● **Request**:
Repeat all of the lines below, switching each "query" to "search phrase" and leaving everything else unchanged. Don't include the pictures in your answer.

"""

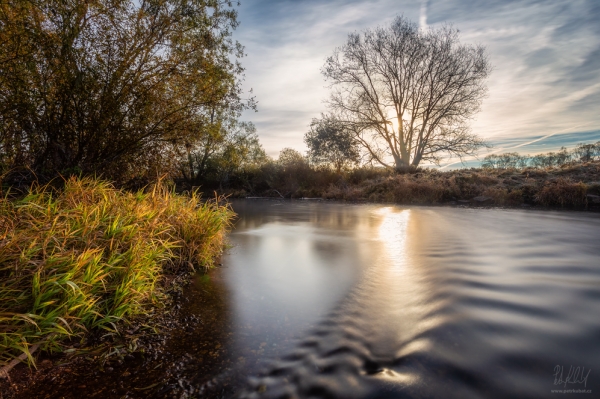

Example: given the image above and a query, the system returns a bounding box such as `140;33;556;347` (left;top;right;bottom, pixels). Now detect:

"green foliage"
304;115;360;173
0;178;233;365
180;119;267;186
0;0;253;181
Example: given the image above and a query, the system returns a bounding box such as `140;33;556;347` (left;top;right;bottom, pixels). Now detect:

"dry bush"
535;177;587;207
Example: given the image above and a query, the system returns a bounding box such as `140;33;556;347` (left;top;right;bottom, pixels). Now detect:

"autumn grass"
229;161;600;210
0;178;233;366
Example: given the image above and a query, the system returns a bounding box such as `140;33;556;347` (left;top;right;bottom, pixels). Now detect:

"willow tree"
322;17;491;170
0;0;252;184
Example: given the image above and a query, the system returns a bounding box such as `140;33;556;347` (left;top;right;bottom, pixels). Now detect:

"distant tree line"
0;0;254;188
481;141;600;169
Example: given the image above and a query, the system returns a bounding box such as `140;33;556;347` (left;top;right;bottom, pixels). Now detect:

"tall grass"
0;178;233;366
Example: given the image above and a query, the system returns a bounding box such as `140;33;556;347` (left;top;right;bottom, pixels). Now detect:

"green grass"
0;178;233;366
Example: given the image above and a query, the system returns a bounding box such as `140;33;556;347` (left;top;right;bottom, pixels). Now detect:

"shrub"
535;177;587;207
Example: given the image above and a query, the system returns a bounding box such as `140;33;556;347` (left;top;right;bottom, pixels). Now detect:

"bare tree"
322;17;491;170
304;115;360;173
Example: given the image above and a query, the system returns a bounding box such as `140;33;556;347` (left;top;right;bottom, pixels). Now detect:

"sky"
234;0;600;163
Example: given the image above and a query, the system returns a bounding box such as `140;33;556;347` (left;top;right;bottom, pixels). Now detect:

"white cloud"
235;0;600;156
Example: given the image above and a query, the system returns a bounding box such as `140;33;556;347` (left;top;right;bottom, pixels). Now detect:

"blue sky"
234;0;600;162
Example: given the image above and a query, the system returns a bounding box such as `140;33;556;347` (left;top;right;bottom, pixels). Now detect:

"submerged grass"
0;178;233;366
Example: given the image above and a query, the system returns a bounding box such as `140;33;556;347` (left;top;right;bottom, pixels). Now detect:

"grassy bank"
218;161;600;209
0;178;233;367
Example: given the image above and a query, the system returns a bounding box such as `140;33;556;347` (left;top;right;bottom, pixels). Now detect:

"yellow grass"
0;178;233;366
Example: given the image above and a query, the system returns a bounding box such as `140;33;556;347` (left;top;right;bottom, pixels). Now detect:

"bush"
535;178;587;207
0;178;233;364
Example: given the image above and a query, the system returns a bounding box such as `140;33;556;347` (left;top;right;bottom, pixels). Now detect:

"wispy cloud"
419;0;429;29
235;0;600;159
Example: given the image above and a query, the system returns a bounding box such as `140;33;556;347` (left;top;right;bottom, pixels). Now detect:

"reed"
0;178;233;366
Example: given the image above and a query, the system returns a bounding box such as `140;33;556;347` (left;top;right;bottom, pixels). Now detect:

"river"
221;201;600;398
10;200;600;399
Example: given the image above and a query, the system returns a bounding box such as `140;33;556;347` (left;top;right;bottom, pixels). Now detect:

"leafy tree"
304;115;360;173
277;147;308;169
322;17;491;170
180;119;267;185
0;0;253;184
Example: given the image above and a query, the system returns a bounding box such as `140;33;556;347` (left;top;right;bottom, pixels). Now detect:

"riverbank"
0;179;233;397
222;161;600;209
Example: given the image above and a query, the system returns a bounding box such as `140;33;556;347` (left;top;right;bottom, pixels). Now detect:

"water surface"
219;200;600;398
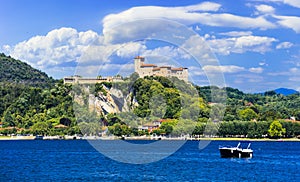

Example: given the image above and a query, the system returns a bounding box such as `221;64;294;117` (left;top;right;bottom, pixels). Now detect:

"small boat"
219;142;253;158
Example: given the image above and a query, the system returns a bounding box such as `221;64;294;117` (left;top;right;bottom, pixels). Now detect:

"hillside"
0;53;54;85
274;88;299;95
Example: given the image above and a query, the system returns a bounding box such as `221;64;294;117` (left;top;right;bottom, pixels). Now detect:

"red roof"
141;64;157;67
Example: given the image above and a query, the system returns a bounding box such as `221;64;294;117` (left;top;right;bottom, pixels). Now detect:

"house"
134;56;188;82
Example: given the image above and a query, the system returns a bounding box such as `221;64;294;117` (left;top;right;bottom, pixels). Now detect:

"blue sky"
0;0;300;93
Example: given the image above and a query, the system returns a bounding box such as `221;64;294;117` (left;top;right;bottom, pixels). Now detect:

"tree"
268;120;286;138
239;108;258;121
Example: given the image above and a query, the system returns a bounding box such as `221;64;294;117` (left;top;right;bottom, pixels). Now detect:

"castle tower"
134;56;145;74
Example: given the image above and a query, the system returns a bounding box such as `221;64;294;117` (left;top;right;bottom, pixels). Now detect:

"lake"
0;140;300;181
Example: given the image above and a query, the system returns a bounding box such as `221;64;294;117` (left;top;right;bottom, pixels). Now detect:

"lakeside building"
64;75;123;84
134;56;188;82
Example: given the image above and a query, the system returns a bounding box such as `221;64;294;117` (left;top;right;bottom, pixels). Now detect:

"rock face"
74;87;137;115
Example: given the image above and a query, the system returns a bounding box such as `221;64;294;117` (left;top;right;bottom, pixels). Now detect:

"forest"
0;54;300;138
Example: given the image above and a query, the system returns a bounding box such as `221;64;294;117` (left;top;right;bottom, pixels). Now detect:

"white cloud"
203;65;245;73
6;28;102;69
207;35;277;55
273;15;300;33
276;42;294;49
253;0;300;8
283;0;300;8
219;31;252;37
102;2;276;42
255;4;275;14
249;67;264;73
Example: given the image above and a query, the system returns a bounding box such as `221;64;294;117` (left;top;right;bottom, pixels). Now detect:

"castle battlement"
134;56;188;82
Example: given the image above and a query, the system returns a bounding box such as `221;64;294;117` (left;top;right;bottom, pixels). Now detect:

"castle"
134;56;188;82
64;56;188;84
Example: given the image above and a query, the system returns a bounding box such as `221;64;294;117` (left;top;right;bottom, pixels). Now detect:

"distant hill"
0;53;54;85
274;88;299;95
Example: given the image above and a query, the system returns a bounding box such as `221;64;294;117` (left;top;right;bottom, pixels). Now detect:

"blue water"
0;140;300;181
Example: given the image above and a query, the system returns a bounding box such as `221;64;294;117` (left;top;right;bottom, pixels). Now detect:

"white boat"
219;142;253;158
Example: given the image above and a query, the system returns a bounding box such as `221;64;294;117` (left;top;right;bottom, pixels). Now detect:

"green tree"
268;120;286;138
239;108;258;121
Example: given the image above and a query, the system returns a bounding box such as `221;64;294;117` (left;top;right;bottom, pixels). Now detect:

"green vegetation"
0;54;300;138
0;53;54;87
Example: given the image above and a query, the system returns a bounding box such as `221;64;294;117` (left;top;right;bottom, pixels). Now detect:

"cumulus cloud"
219;31;252;37
255;4;275;14
276;42;294;49
207;35;277;55
249;67;264;73
102;2;276;42
6;28;102;69
273;15;300;33
283;0;300;8
254;0;300;8
203;65;245;73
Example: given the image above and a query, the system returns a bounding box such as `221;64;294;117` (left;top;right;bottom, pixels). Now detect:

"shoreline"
0;136;300;142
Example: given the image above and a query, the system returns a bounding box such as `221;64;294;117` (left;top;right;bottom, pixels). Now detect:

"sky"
0;0;300;93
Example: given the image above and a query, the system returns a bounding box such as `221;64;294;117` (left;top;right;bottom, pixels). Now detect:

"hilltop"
0;53;54;85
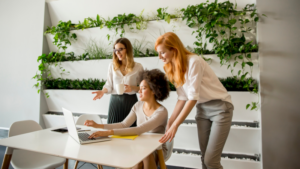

"""

● **Problem solution**:
Example: given the image above and a search phrase, the system returns a bounding box such as `140;33;556;347` (left;top;right;bottom, pixels). Now detect:

"green foliage"
304;115;360;173
0;178;233;365
180;119;267;186
0;0;253;181
Example: given the image above and a search phrase, the system returns a bounding box such as `140;33;556;347` (left;top;right;bottom, pixels). Now detect:

"dry bush"
535;177;587;207
Example: given the image above and a search phrase, the system returns a bounding box such as `140;33;556;347` (left;top;right;bottom, pixels). Now detect:

"autumn grass"
229;161;600;210
0;178;233;366
Example: given the image above and a search phrase, the system returns a bounding box such as `140;33;556;347` (left;top;right;bottom, pixels). Now detect:

"willow tree"
322;17;491;170
0;0;252;184
Example: given the image above and a search phrase, the system returns a bounding box such as `140;33;556;347` (left;top;right;bottom, pixels). Now detect:

"distant tree line"
0;0;254;188
481;141;600;169
Example: given the image above and a search phrase, the system returns a bounding box such as `140;33;556;347` (left;top;right;bottom, pixels). Now detect:

"tall grass"
0;178;233;366
Example: given the image above and a search phrase, the system returns a bounding box such as `140;33;556;347` (left;top;right;bottom, pixels). Now detect:

"green grass"
0;178;233;366
Example: given the image above and a search phrase, the system returns a bounding box such as `140;33;556;347` (left;top;right;bottom, pixels). Now detect:

"shrub"
535;177;587;207
Example: given the image above and a search phrase, the system returns a bounding box such as `140;33;556;347` (left;top;right;bottom, pixels). Now detect:

"bare tree"
322;17;491;170
304;115;360;173
Example: given the image above and a search phrase, the system returns a bounding box such as `140;33;556;347` (left;top;right;bottom, pixels). Now detect:

"sky"
234;0;600;163
Example: given the image above and a search phrase, the system returns a bounding box such as `140;33;556;347` (left;top;right;bottom, pixels). Now detect:

"white cloud"
235;0;600;156
Example: given the image above and a search phrase, the system returns a bounding box such as `140;33;556;347` (left;top;right;bottom, pixels). Now detect:

"blue sky"
234;0;600;162
Example: given the image above and a search phrase, the system returns a bounding box such as `140;33;556;347` (left;top;right;bottom, pixels). Now detect:

"submerged grass"
0;178;233;366
Example: given the image above and a search phrase, the system returns a bounding box such as `140;33;556;347` (left;top;right;bottom, pixels). Now detect:

"grassy bank"
218;161;600;209
0;178;233;367
Example: given the image above and a search phrase, the system returns a bounding box such as `140;33;556;347` (left;top;right;bottom, pixels). Now detect:

"yellow grass"
0;178;233;366
Example: given the image above and a search phrase, the system returns a bounding box such as `140;33;556;347` (left;top;right;bottom, pixels). Now detect:

"bush"
535;178;587;207
0;178;233;364
Example: given the image above and a search phrase, the system returns a bounding box such as `140;33;556;347` (left;top;right;bottom, pixels). Now detect:

"wispy cloud"
419;0;429;29
235;0;600;159
Example: given the image above and a search phrase, the system returns a bounding box such as `140;33;556;347` (left;top;right;bottom, pixels). Now detect:

"reed"
0;178;233;366
Example: given the image above and a search phrase, the system returns a bounding box such as `140;33;556;347` (left;top;right;bottom, pixels). Now detect:

"river"
221;201;600;398
10;200;600;399
Example: given the image above and a search phrase, the system returns a bounding box such as `140;33;556;347` (left;top;right;bottom, pixels). Now detect:

"leafy tree"
304;115;360;173
277;147;308;169
322;17;491;170
180;119;267;185
0;0;253;184
Example: given the image above and a search phrase, the system returns a bounding box such as `140;33;556;347` (left;top;right;bottom, pixels). Now detect:

"riverbank"
0;179;233;397
222;161;600;209
Example: given the image above and a search phrase, the system returns a bounding box such as `140;33;556;347` (left;top;right;bottom, pixels). Now detect:

"water surface"
219;200;600;398

Example: given the image above and a search phrase, the system returns a bounding box such as `221;64;294;117` (left;top;right;bottom, pixels). Now detect:

"small boat"
219;142;253;158
Example: given the image above and a search phrase, the system returns a bounding box such as `221;64;294;117` (left;top;right;bottom, pixels). Now detect:

"hillside"
0;53;54;85
274;88;299;95
Example: given the image above and a search phrase, the system returns a bounding box such as `221;64;294;117` (left;top;right;bottom, pixels). Now detect:

"red roof"
141;64;157;67
Example: given the image above and a search phrase, the system returns a bounding box such as `221;64;294;117` (left;top;right;bottom, pixels). Now detect:

"house"
134;56;188;82
Example: given the image above and a search phrase, the system returns a bounding box such as `221;64;294;117` (left;top;right;bottom, pixels). Now detect:

"blue sky"
0;0;300;93
Example: given the image above and a search phrase, the system returns a bounding box such as `221;64;294;117` (left;top;right;bottom, pixels). Now detect:

"tree"
268;120;286;138
239;108;258;121
Example: given the image above and a search phrase, the system returns a bounding box such as `221;64;294;117` (left;top;right;bottom, pixels). Now detect:

"castle tower"
134;56;145;74
Example: given the image above and a search phrase, the system returns a bounding box such as `221;64;294;117` (left;top;right;bottom, pixels). Now detect:

"lake"
0;140;300;181
Example: given the image above and a search phrase, the system returns a bounding box such as `221;64;294;117` (left;top;right;bottom, pixels). Now detect:

"lakeside building"
64;75;123;84
134;56;188;82
Example: given the image above and a search phrase, the system returns a bounding box such as `221;64;294;117` (left;top;right;bottom, pixels). Now detect:

"rock face"
74;87;137;115
Example: given the image above and a search phrase, the system returns a bounding box such as `221;64;294;117` (left;top;right;bottom, pixels). Now detect:

"forest"
0;54;300;138
Example: given the image above and a search phrase, the system returns a bounding box such as `221;64;294;117` (left;top;right;bottom, pixels). Now detect:

"white cloud"
203;65;245;73
6;28;102;69
207;35;277;55
273;15;300;33
276;42;294;49
253;0;300;8
283;0;300;8
219;31;252;37
102;2;276;42
255;4;275;14
249;67;264;73
Example: given the image above and a search phrase, the system returns a bounding box such as `221;64;294;117` (left;top;right;bottom, pixels). Now detect:

"castle battlement"
134;56;188;82
Example: given the image above and a search phrase, the system returns a bounding box such as `221;64;294;117` (left;top;right;bottom, pixels). Now detect:

"castle"
134;56;188;82
64;56;188;84
Example: given the image above and a search phrase, the system returns a bounding box such as `221;64;294;117` (left;top;right;bottom, pixels). Now detect:

"distant hill"
0;53;54;85
274;88;299;95
Example: given the image above and a search phrase, the system returns a bounding box such as `221;64;294;117` (left;top;right;bottom, pixels). Now detect:

"blue water"
0;140;300;181
Example: given the image above and a search phrase, the system returns a bounding box such as `221;64;294;117` (left;top;right;bottom, pixels). Now detect:

"white boat"
219;142;253;158
Example: given the image above and a search phrase, the system returns a bounding box such as `221;64;294;117` (left;top;right;bottom, pixels). Now detect:

"green tree"
268;120;286;138
239;108;258;121
Example: given the image above and a search phrase, the system returns a bounding box such as `221;64;294;117` (left;top;right;bottom, pixels). Now detect:

"green vegetation"
0;54;300;138
0;53;54;87
Example: given the image above and a search phrase, the system returns a bounding box such as `221;64;294;117` (left;top;right;bottom, pixels). Now detect:

"cumulus cloud"
219;31;252;37
255;4;275;14
276;42;294;49
207;35;277;55
249;67;264;73
102;2;276;42
6;28;102;69
273;15;300;33
283;0;300;8
254;0;300;8
203;65;245;73
Example: given the image above and a search phrase, the system returns a bounding box such as `221;64;294;117` (left;top;right;bottom, pixels). Now detect:

"shoreline"
0;136;300;142
Example: given the image above and a search phrase, the system returns a bounding box such as `221;64;294;117` (left;top;right;bottom, pixels). Now detect:

"sky"
0;0;300;93
Example: given the image above and a search phrase, the system returns a bounding box such as `221;64;294;117` (left;top;right;bottom, pixels). Now detect:

"hilltop"
0;53;54;85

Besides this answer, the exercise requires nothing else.